> [Supplied information]:
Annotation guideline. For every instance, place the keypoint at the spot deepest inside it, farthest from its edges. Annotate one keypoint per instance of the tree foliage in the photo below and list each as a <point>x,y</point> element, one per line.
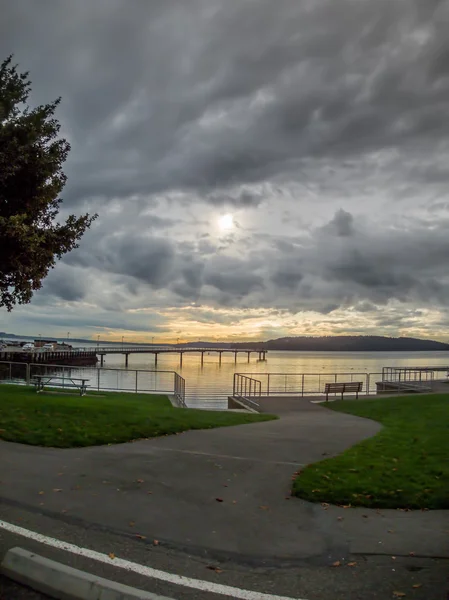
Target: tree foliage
<point>31,179</point>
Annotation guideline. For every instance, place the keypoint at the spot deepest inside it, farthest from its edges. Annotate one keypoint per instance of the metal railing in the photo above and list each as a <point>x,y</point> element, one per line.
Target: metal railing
<point>247,389</point>
<point>312,384</point>
<point>101,379</point>
<point>410,374</point>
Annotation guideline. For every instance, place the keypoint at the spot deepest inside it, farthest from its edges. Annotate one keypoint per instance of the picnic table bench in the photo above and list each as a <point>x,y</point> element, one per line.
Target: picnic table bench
<point>342,388</point>
<point>40,381</point>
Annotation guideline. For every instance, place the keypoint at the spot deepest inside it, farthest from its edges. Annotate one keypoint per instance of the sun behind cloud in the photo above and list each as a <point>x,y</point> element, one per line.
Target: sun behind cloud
<point>226,222</point>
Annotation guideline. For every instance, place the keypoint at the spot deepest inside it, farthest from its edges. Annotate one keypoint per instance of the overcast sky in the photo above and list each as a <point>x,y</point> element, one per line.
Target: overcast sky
<point>260,168</point>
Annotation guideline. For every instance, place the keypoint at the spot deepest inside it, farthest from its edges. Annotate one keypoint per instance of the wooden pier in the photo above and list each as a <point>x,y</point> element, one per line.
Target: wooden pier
<point>89,356</point>
<point>103,351</point>
<point>83,357</point>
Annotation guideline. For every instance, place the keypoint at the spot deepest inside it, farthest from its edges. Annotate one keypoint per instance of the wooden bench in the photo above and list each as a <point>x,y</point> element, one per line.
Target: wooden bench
<point>40,381</point>
<point>343,388</point>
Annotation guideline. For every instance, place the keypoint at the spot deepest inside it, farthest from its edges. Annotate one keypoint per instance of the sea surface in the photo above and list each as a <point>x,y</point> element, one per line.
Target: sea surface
<point>210,384</point>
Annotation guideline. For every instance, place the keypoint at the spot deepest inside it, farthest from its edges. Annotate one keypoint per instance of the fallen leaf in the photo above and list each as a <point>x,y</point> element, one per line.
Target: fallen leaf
<point>213,568</point>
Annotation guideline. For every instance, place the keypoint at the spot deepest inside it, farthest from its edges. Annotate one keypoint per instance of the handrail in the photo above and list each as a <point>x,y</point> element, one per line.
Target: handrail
<point>129,380</point>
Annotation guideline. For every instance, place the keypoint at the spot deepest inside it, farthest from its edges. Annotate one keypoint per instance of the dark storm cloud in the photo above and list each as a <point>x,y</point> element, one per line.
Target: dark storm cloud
<point>162,96</point>
<point>66,282</point>
<point>199,105</point>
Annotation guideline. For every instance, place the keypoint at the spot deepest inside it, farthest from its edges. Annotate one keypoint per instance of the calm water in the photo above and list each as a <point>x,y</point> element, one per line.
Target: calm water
<point>209,385</point>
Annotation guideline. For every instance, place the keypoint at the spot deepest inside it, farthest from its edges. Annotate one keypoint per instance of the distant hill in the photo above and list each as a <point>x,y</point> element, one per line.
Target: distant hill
<point>347,343</point>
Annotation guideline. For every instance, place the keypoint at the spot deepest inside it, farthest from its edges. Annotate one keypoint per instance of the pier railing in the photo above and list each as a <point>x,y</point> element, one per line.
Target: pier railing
<point>247,389</point>
<point>106,379</point>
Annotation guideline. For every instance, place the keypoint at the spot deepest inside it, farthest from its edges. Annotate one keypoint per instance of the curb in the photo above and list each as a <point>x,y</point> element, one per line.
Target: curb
<point>63,582</point>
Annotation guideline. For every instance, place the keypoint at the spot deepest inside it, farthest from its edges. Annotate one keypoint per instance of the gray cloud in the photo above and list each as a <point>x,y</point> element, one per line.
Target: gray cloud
<point>322,128</point>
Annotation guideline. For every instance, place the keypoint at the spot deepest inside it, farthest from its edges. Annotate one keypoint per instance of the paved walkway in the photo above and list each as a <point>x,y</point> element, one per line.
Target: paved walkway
<point>224,492</point>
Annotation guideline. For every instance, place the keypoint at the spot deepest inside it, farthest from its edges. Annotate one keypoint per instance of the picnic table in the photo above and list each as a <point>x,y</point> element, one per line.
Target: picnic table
<point>40,381</point>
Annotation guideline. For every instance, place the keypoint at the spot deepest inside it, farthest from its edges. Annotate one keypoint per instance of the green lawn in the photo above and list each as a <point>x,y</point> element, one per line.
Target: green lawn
<point>66,421</point>
<point>406,465</point>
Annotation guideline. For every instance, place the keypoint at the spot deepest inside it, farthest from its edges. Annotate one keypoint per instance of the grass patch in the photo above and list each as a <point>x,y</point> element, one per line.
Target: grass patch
<point>406,465</point>
<point>64,421</point>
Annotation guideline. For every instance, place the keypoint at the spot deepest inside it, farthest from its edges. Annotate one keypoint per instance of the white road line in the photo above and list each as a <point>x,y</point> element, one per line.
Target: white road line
<point>198,584</point>
<point>269,462</point>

> [Aim of the exercise]: Could you reproduce every record above exactly, leaving out the pictures?

> [Exercise output]:
Annotation guideline. For every instance, place the keypoint at the spot deepest inside it, farthest from its edges. Annotate one keypoint per instance of the tree foliage in the photo below and list each as a <point>x,y</point> element, one per line.
Target: tree foliage
<point>31,179</point>
Annotation guideline. For every instance, place the keypoint at the spot deepest inside it, farthest from its edges. Annotate one keypoint per instance of the metal railing in the photo above and list each as a <point>x,y</point> element, one per line.
Target: metal railing
<point>247,389</point>
<point>312,384</point>
<point>101,379</point>
<point>410,374</point>
Annotation guideline. For every instance, place the keypoint at the spot deepest inside it, farthest from its edges. Annotate one keypoint per instance of the picnic table bench in the photo above and list each as a <point>x,y</point> element, one per line.
Target: picnic table bench
<point>342,388</point>
<point>40,381</point>
Annotation guideline. For every instance, place the keypoint at the spot deepest inside it, farthest from its edges. Annotate one keypoint per instance of the sun behind cloud in the photo above and list each as a <point>x,y</point> element, one per line.
Target: sun behind cloud
<point>226,222</point>
Annotation guideline. For every instance, place the keypoint at the spot deepest inside it, farthest from its edges. Annotate one keypoint per instance of the overcast sky in the photo above and list each as a <point>x,y</point> element, one per line.
Target: overcast sky
<point>260,168</point>
Annotation guideline. For every instance, place the keypoint at the spot deepest inside it, farthest from its edges. Annotate one keypoint per instance of the wooden pier in the photo above and list each as a <point>x,y</point> element, one per line.
Target: wooden pier
<point>89,356</point>
<point>103,351</point>
<point>83,357</point>
Annotation guideline. For every instance, place the keypoint at the spot deepest inside it, farthest from its edges. Annotate one keypoint per instance of the wooden bench in the photo above and list each as a <point>x,y</point> element, one per line.
Target: wooden bench
<point>40,381</point>
<point>343,388</point>
Annotation guideline. For every instance, place the keypoint at the spot deepest inside it, farthest from its edges. Annotate one keypoint per instance of the sea surface in the photo above and list each as a <point>x,y</point> element, one per line.
Target: sea surface
<point>210,384</point>
Annotation guideline. For every instance, place the keypoint at the spot deepest inside it, farthest from its edges. Annotate one keypoint per instance of the fallen leaf in the photo above and list each as a <point>x,y</point> element, one per line.
Target: fallen leaf
<point>213,568</point>
Annotation guideline. For every instance, place the keypoint at the spot deepest inside it, farthest from its edges. Annotate one keypoint per instance of the handrail in the photo above and list each as a <point>x,y</point> element, one per line.
Target: handrail
<point>129,380</point>
Annotation guideline. For every instance, place the keypoint at the spot deepest inside it, farthest from its edges. Annotate one keypoint per instance of the dark storm cloud in the photo above and list each as a <point>x,y</point> element, one per line.
Target: dark storm cloud
<point>162,96</point>
<point>66,282</point>
<point>199,105</point>
Annotation guideline. For every instance, place the keypoint at the spot deepest inside it, farthest from its edges. Annotate one keypoint per instance of the calm water in the photo above and list each as a <point>x,y</point> element, one per line.
Target: calm water
<point>209,385</point>
Annotation guideline. For every instance, place the keypoint at the spot deepest inside it, farthest from its edges. Annotate one keypoint per instance of the distant hill in the photo above and list each as a <point>x,y</point> element, one per line.
Target: distant hill
<point>347,343</point>
Annotation guideline. For every instance, place the keypoint at the spot deepest inside it, farthest from its edges. Annotate one keypoint per instance of the pier railing in the photo above and list each as a <point>x,y</point> element, one per line.
Target: pier railing
<point>247,389</point>
<point>106,379</point>
Annotation guideline. For every instance, place the keypoint at the spot deepest inside it, farthest from its edges. Annotate one keypoint per instance of the curb in the photo above and list each as a <point>x,y</point> element, one per line.
Target: curb
<point>63,582</point>
Annotation guideline. For every instance, place the keypoint at the spot deepest inside it, farthest from its edges. Annotate one keypoint per instance of the gray cloud in the photo above and list each as a <point>x,y</point> element, one per line.
Target: gray cloud
<point>322,128</point>
Annotation guideline. For every instance, place the keypoint at the spot deepest inside it, farthest from its edges. Annotate one keypoint per instance of the paved walkway in the photo above and list each as a <point>x,y</point> element, one per line.
Target: paved walkway
<point>224,492</point>
Annotation guideline. For every instance, place the keypoint at the spot deepest inside it, farthest from its edges. Annotate one keypoint per instance of the picnic table in the photo above and list each as a <point>x,y</point> element, one per line.
Target: picnic table
<point>40,381</point>
Annotation guideline. For every instance, place the keypoint at the spot deepest inside it, farthest from its edges. Annotate one keypoint per instance of the green lawn in the photo above and list each as a <point>x,y</point> element, one per line.
Target: green lawn
<point>66,421</point>
<point>406,465</point>
Annotation guideline. For every instance, place the keypoint at the spot deepest inside it, farthest from its edges. Annotate one keypoint per instance of the grass patch in the photo above and list each as a <point>x,y</point> element, one per line.
Target: grass patch
<point>406,465</point>
<point>64,421</point>
Annotation guideline. For every instance, place the keypoint at the spot deepest inside it, farthest from its edges. Annotate one keypoint per instance of the white road line in the photo above and list each as a <point>x,y</point> element, one per line.
Target: white road line
<point>198,584</point>
<point>269,462</point>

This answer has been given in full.